Monday, June 10, 2013

Milonga with Eric Jorissen

Eric Jorissen at Tango El Corte.
Screenshot from "This is El Corte!" film.
This was my third workshop with Eric Jorissen at Dance Manhattan. The previous two workshops about a year ago focused on colgadas and volcadas and were so well attended that there was barely any room to move, just like in a milonga. This time there were fewer people, plus I was in the middle of an energy dip, so I was phoning it in most of the time. However, looking back, I conclude that this workshop was useful.

Eric first observed the group dancing (oy vey!) and pointed out that many people were making quite large steps. Eric then proceeded to define a “footprint” of milonga as the length of the step that one can firmly take without reaching or lifting the heel of the leg that bears the weight before the step. This distance is surprisingly small, about shoulder width. Eric then asked the group to step and transfer weight from one foot to the other. The easiest direction to step out of the "footprint" area is forward. There was hardly any problem making small, tidy steps sideways or back, but the temptation was great when stepping forward. Since the leader mostly steps in forward direction, it is up to him to set the scale of this movement. The feet stay close to the floor; and the faster the pulse of the music, the smaller and cleaner the steps become.

------------------------------------------------------------------------

Do this: Return, word for word, the stretch of the milonga workshop post starting with "Eric Jorissen at Tango" and going on through "workshop was useful.".

------------------------------------------------------------------------

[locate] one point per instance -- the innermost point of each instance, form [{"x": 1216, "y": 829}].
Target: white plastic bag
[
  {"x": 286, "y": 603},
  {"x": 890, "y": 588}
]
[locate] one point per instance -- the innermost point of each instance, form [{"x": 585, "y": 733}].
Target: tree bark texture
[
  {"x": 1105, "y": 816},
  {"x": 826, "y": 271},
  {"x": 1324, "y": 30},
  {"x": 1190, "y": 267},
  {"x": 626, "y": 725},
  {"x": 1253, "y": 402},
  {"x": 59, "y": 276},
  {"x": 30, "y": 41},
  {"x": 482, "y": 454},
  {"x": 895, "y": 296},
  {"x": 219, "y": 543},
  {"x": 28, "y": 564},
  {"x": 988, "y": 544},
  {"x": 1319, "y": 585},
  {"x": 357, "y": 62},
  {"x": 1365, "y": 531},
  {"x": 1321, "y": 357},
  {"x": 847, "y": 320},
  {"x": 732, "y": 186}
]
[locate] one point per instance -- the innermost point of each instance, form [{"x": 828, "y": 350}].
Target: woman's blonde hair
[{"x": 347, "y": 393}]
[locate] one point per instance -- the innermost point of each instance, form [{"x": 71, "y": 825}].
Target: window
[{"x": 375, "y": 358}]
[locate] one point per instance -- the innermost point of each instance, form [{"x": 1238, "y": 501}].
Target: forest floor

------------------------------------------------------------------------

Correct answer:
Eric Jorissen at Tango El Corte.
Screenshot from "This is El Corte!" film.
This was my third workshop with Eric Jorissen at Dance Manhattan. The previous two workshops about a year ago focused on colgadas and volcadas and were so well attended that there was barely any room to move, just like in a milonga. This time there were fewer people, plus I was in the middle of an energy dip, so I was phoning it in most of the time. However, looking back, I conclude that this workshop was useful.